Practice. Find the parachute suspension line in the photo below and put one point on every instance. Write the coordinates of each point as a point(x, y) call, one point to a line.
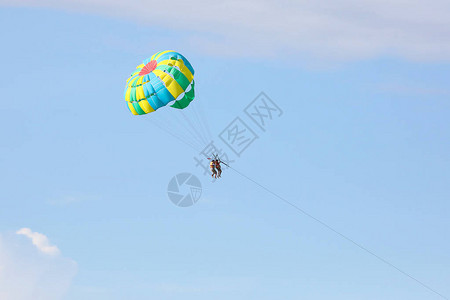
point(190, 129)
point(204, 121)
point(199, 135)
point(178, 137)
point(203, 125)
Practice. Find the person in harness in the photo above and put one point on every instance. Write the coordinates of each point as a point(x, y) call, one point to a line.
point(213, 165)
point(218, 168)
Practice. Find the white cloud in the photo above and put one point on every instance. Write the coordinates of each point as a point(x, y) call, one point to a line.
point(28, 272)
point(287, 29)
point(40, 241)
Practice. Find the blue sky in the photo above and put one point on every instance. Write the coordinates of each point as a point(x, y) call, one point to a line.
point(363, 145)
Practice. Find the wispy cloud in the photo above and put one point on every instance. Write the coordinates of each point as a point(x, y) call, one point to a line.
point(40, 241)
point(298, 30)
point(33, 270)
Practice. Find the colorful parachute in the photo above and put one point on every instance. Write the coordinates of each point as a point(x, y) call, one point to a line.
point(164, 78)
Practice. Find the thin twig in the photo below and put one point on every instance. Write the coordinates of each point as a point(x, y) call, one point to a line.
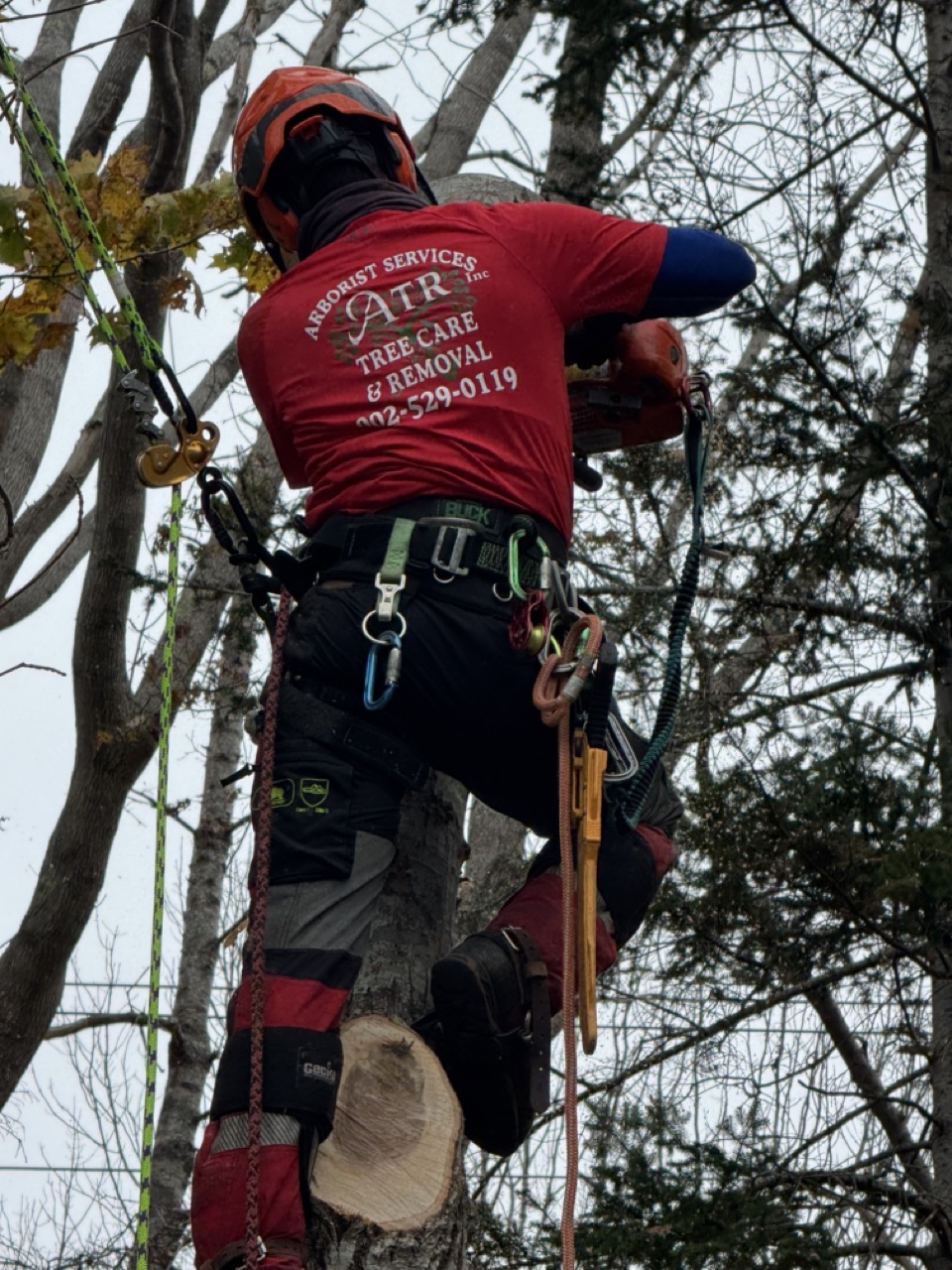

▸ What is expected
Transcribe each line above exactly, pictures excluded.

▸ Answer section
Practice. Find the parachute suspension line in the photo below and put one point on every instance. Write the coordinates of each point as a point(x, y) call, one point to a line.
point(190, 129)
point(204, 121)
point(199, 135)
point(178, 137)
point(203, 125)
Practice. Find the person in harness in the photo above and put one point on every instance. Write the coordinates of each point as a point(x, y) call, one point to a line.
point(213, 165)
point(218, 168)
Practice. Find the white cloud in the photo above and put one point on every instance. Write the coordinates of each point as a point(x, y) call, one point to a line.
point(28, 272)
point(287, 29)
point(40, 241)
Practice. Find the blue sky in the photo above and put one point on every instance. Write the coordinates of each point as a point(x, y) call, one point to a line.
point(363, 145)
Practice. Find the wispy cloud in the photo above and put one point on every instance. Write the coordinates of each point as a point(x, y) call, one point to a line.
point(40, 241)
point(298, 30)
point(33, 270)
Practice. Find the colorful parachute in the photo above and put one point on every instance. Write the coordinates of each point as a point(x, y) call, one point to a line.
point(164, 78)
Practice. Find the thin twig in the photo below and put one point on every instance. Write the coordinates of each point as a point(x, y) call, one point to a line.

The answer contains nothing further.